◆ **TASK REQUIREMENTS**
Extract every line of the records below and reproduce each one verbatim, keeping the original order.

◆ **EXTRACTED RECORDS**
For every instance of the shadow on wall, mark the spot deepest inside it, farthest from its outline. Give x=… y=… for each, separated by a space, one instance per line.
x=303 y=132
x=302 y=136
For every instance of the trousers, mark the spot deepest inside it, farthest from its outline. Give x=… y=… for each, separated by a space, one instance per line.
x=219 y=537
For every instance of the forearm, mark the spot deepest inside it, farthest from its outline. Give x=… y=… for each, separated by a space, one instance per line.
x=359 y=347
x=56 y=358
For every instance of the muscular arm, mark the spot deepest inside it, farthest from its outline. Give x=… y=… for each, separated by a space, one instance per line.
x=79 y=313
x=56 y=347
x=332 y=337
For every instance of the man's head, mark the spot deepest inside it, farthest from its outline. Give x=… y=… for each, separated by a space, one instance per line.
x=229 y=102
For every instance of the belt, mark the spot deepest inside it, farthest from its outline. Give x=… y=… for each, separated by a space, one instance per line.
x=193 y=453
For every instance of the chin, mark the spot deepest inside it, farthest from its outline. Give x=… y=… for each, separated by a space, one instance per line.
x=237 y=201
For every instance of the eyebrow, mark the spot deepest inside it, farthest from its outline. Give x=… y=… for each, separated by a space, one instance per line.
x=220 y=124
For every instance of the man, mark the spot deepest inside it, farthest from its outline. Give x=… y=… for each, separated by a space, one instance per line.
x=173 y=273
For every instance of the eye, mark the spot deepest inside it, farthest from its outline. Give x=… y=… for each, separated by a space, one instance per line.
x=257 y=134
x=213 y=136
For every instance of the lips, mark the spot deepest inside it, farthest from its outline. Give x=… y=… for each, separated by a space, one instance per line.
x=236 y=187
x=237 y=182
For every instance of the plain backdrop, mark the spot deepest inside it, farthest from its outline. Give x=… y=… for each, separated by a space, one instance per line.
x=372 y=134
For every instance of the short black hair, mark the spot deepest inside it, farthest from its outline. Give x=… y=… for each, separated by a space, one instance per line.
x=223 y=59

◆ **THE COMPLETED TASK**
For every instance of the shadow on wall, mark the spot deepest inside it, farthest from its outline. Give x=… y=… for each, separated by a space, one instance per line.
x=303 y=132
x=302 y=136
For every instance of the trousers, mark the spot deepest inside it, farthest from its outline. Give x=… y=… for each, separated by a space, one instance per line.
x=219 y=537
For every instance of the forearm, mark the spot deepest inside it, farthest from its outline. Give x=… y=… for each, separated by a space, one instance per line.
x=359 y=347
x=56 y=358
For every instance of the muscular arm, mark the spot deepest inside it, farthest from its outline. Give x=… y=… for each, separated by a space, one instance per line.
x=79 y=313
x=56 y=347
x=332 y=337
For every instance of the man's head, mark the spot deepest inside it, farthest from its outline. Give x=… y=… for each, separated by a space, one instance per line.
x=229 y=102
For every instance of the belt, mark the spot deepest inside it, farthest from its outline. Give x=… y=… for each, separated by a space, one instance per line.
x=193 y=453
For every instance of the chin, mark the spot deepest inside it, farthest from its outline. Give x=… y=… for each, separated by a space, one instance per line.
x=237 y=201
For every instance of the eyebrow, mark the spot deepest inside it, farthest from its outline. Give x=… y=… for each, separated by a space, one instance per line.
x=220 y=124
For every instance of the man, mark the spot deepest inside it, farthest from its outline. Give x=… y=… for each, separated by a space, one instance per line.
x=173 y=273
For every instance of the eye, mark the spot deepest inside it, farthest from its outline. Give x=… y=… for each, separated by a space, one instance per line.
x=257 y=134
x=213 y=136
For every instance of the lips, mark the spot deepest inside it, farthest from its outline. Give x=… y=… for each, separated by a space, one instance per line.
x=236 y=187
x=237 y=182
For every instance of the plain backdrop, mark the spot deepest inside it, farthest from its outline. Give x=… y=… for each, separated by a space, one instance per line.
x=372 y=134
For every instance of the short black hair, mark the spot deepest inside it, farthest from its outline. Give x=… y=… for each, separated by a space, one instance per line.
x=223 y=59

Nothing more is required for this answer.